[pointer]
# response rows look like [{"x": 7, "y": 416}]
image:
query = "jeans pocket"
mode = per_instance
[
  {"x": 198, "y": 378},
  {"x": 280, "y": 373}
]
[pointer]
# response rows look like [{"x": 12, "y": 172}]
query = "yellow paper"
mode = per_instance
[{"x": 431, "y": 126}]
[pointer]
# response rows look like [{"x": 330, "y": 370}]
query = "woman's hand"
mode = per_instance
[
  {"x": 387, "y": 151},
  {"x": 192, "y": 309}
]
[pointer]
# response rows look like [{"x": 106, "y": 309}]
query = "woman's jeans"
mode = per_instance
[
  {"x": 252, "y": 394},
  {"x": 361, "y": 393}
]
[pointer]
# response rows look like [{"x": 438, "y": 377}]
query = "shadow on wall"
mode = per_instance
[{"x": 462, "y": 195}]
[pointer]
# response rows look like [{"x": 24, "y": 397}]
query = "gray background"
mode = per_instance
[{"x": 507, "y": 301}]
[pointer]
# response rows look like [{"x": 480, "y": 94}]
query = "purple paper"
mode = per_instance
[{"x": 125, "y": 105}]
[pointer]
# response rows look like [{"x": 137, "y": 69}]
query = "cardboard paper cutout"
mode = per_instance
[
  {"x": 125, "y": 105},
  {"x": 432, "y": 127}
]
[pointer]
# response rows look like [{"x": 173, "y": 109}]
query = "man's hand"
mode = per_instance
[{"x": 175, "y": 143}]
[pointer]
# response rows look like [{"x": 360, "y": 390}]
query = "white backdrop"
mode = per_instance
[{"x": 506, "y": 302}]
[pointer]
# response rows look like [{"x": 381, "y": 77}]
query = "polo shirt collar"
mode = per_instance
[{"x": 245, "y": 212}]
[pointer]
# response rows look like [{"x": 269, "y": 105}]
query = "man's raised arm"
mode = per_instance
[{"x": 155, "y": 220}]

+ + + + + + +

▶ _PROBLEM STATEMENT_:
Using the records above, pull out each line where the word "rows" occurs.

▶ _EXPECTED OUTPUT_:
# response rows look like [{"x": 7, "y": 416}]
# response rows look like [{"x": 12, "y": 172}]
# response rows look like [{"x": 330, "y": 370}]
# response rows look like [{"x": 106, "y": 309}]
# response rows look like [{"x": 438, "y": 377}]
# response rows look like [{"x": 24, "y": 397}]
# response rows look like [{"x": 480, "y": 94}]
# response rows look like [{"x": 137, "y": 69}]
# response rows look like [{"x": 173, "y": 109}]
# response rows look like [{"x": 360, "y": 390}]
# response rows look like [{"x": 381, "y": 77}]
# response rows look like [{"x": 269, "y": 105}]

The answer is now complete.